Excerpted from a sermon I gave a couple of years ago:
Once a student of the Ba’al Shem Tov decided he was going to
play a trick on his teacher. He caught a butterfly in his hands, cupped them
very carefully together so the butterfly was hidden, and brought it to his
teacher. He asked the BESHT, is the butterfly in my hands alive or dead? If his
teacher said alive, he would kill it. if he said dead, he would release the
butterfly into the air. So how did the ba’al shem tov respond to schrodinger’s
butterfly? He looked at his student and said, “whether it’s alive or dead is
entirely in your hands.”
We live in a society with an ever-shorter attention span
that seeks to minimize the actual import and impact of our actions. The High
Holiday liturgy, especially unetaneh tokeph, takes us and our choices
seriously. They remind us that what we do has cosmic significance. And in a
world where everyone is trying to sell you something, to coddle you and fawn
over you, to be disturbed and challenged is a luxury. Again, to quote [Larry] Hoffman:
prayer is not supposed to satisfy us.

-- Written tasks --
1 - Please answer these questions from the sermon excerpt:
(a) What did the student catch in his hands?
(b) Which part of the High Holiday liturgy is named?
(c) Whose words are quoted at the end?
2 - Write the next part of the sermon excerpt, picking up after its final sentence.
These records are separate material with no connection to the sermon excerpt.

Items from a labeling collection
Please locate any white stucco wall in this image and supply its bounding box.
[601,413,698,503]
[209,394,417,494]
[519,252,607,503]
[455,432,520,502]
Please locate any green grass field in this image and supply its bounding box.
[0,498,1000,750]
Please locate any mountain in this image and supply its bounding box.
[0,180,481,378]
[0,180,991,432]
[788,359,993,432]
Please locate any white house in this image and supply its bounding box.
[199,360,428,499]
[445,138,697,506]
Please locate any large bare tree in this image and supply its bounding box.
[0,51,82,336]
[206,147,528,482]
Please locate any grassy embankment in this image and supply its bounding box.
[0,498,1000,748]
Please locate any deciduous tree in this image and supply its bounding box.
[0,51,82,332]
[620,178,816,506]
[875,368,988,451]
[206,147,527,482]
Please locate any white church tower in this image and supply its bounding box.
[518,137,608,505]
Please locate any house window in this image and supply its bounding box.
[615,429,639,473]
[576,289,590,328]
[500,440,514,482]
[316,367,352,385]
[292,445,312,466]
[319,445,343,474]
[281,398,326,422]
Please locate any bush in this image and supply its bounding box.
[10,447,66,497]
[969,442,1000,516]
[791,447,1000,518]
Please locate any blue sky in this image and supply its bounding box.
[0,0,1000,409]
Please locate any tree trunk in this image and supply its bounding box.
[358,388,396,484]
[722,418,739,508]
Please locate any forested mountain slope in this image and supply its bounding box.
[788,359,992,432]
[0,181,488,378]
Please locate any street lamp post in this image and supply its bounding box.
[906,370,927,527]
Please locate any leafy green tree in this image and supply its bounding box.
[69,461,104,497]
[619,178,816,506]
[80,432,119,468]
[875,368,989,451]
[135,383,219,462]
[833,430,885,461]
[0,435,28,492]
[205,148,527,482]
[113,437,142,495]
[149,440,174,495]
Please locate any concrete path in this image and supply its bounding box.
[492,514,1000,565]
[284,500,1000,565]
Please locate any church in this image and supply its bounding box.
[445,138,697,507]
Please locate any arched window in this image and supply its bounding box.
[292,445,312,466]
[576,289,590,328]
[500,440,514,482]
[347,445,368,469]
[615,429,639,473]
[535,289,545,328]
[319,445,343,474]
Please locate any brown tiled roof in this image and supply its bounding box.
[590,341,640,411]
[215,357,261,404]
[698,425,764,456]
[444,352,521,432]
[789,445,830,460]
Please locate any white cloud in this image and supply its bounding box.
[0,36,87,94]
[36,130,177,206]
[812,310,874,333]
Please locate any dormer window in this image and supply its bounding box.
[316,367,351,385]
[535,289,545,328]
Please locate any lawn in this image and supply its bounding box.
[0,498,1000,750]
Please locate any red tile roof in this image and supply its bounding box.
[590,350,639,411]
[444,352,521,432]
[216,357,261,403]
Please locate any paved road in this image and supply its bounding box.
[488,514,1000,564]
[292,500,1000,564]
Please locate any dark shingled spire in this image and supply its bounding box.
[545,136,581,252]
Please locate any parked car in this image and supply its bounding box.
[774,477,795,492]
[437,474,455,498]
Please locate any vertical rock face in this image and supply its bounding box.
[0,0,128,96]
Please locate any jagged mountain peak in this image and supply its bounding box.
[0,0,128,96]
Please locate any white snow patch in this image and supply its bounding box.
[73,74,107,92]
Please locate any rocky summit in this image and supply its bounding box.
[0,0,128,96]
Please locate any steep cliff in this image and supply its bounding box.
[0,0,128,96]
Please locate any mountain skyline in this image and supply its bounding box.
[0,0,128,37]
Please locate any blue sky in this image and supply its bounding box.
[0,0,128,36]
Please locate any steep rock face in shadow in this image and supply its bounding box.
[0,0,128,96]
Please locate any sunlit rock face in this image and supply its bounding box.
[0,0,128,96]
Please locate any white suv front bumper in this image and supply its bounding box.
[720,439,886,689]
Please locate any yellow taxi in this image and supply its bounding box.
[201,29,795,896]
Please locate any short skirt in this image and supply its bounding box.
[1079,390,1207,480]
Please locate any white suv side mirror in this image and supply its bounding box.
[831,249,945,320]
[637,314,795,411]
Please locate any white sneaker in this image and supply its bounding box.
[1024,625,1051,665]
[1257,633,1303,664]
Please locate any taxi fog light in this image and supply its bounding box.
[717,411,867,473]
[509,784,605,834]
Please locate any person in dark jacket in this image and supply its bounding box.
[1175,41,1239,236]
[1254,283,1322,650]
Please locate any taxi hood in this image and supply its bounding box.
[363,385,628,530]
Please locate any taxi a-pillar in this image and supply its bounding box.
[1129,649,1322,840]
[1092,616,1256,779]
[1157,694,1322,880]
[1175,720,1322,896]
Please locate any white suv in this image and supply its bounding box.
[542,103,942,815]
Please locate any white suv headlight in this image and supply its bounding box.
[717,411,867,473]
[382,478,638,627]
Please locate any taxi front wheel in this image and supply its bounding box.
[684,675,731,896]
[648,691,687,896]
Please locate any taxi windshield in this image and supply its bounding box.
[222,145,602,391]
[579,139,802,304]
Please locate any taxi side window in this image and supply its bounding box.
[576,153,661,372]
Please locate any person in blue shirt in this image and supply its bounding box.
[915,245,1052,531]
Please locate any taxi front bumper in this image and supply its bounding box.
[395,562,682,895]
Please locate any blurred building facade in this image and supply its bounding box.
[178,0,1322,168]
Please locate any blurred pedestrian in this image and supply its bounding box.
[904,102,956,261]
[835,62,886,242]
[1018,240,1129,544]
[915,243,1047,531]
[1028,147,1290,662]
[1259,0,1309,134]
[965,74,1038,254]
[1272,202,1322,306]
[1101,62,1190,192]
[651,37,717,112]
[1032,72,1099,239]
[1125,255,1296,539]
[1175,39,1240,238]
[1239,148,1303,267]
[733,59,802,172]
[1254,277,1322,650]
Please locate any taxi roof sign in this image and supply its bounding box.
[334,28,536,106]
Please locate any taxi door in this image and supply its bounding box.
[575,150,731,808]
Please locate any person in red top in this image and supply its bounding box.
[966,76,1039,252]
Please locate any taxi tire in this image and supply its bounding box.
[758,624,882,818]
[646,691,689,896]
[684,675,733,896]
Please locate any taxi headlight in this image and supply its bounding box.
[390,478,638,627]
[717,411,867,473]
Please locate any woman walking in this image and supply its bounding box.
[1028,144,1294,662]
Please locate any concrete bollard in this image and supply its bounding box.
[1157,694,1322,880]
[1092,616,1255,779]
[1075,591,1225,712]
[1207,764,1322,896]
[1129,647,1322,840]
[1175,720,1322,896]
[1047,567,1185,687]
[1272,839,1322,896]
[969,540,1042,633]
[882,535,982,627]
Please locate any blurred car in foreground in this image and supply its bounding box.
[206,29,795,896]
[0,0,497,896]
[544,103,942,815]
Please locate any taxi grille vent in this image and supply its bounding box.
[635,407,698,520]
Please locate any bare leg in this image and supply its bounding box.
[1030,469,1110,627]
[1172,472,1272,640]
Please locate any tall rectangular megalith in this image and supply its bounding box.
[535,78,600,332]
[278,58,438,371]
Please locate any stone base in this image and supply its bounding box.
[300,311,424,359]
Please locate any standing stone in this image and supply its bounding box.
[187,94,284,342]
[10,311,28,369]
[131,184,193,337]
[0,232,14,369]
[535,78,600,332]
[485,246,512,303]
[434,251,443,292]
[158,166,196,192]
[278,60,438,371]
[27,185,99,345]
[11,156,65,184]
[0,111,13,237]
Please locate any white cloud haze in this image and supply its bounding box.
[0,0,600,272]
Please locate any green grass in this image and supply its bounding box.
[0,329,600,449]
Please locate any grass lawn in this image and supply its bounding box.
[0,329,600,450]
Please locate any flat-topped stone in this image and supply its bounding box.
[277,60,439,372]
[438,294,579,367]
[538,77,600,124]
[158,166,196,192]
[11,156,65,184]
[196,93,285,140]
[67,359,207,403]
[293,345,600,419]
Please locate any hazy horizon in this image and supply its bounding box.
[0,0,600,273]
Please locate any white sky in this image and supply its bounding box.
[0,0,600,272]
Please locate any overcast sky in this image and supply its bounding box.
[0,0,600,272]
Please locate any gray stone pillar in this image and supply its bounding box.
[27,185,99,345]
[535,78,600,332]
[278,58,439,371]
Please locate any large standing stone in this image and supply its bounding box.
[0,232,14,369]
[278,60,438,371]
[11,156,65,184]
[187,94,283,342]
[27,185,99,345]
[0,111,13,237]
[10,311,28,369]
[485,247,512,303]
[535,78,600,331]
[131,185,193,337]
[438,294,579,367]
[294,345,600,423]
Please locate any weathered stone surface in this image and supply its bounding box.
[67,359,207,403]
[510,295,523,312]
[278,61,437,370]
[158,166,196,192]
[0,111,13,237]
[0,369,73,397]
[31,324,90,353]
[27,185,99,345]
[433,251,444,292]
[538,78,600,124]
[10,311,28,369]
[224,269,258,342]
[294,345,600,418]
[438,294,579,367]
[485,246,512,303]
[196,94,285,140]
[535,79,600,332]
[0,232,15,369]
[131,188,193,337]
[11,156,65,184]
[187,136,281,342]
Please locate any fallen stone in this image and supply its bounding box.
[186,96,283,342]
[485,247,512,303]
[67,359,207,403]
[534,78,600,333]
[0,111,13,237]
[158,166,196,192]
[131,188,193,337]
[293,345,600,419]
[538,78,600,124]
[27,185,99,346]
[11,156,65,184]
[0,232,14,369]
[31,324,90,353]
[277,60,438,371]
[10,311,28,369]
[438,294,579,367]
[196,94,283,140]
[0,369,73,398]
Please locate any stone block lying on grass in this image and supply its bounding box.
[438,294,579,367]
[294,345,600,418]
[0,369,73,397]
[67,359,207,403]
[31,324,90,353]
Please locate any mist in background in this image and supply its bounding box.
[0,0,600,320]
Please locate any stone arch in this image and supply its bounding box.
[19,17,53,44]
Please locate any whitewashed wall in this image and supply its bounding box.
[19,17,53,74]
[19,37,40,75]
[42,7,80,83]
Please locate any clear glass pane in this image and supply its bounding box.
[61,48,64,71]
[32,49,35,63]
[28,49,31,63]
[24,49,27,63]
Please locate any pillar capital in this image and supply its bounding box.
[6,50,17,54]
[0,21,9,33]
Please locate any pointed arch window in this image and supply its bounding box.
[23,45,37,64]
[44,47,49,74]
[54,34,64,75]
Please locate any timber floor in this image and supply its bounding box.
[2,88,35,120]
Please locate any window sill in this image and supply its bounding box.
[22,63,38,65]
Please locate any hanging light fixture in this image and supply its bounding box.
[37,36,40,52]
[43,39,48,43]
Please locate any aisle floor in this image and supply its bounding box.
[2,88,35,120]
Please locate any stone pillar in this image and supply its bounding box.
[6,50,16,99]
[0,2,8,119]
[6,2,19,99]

-- Responses per task --
1 -
(a) A butterfly
(b) Unetaneh tokeph
(c) Larry Hoffman

2 -
It is intended to get us in touch with centuries past, minds that are not our
own, and attitudes that we may find difficult, but that should not on that
account be trashed as if they must obviously be less cogent than what we,
nowadays, take for granted.
Unetaneh
tokeph challenges us. As we read of God opening the book of our lives, we open
that book as well, and recount all the events of the past year we’ve signed off
on. As we read the various ways people die, we’re reminded of our mortality, a
fact we flee constantly, afraid to acknowledge
the truth that all of us are afforded limited time. And as we read of
how prayer, repentance and charity soften the harshness of the decree, we are
reminded that, to quote Rabbi Soloveitchik, “one’s mission in this world is to
turn fate into destiny.” None of these things take away our mortality; we are
finite, a dream soon forgotten, but this prayer and those like it show us that
frailty and humility are not sources of weakness or failure, but of wisdom and
strength. And that while we may experience loss, and pain, and bitterness, we
can take comfort in a strong community of worship, find love though acts of forgiveness
and repentance, and remove bitterness from our lives and the lives of others
through the charity of our hands. Or, to quote someone far wiser than me: we are moral creatures, we are vulnerable
creatures. Vulnerability wins. This is the realest thing anyone anyone will
tell us in ritual.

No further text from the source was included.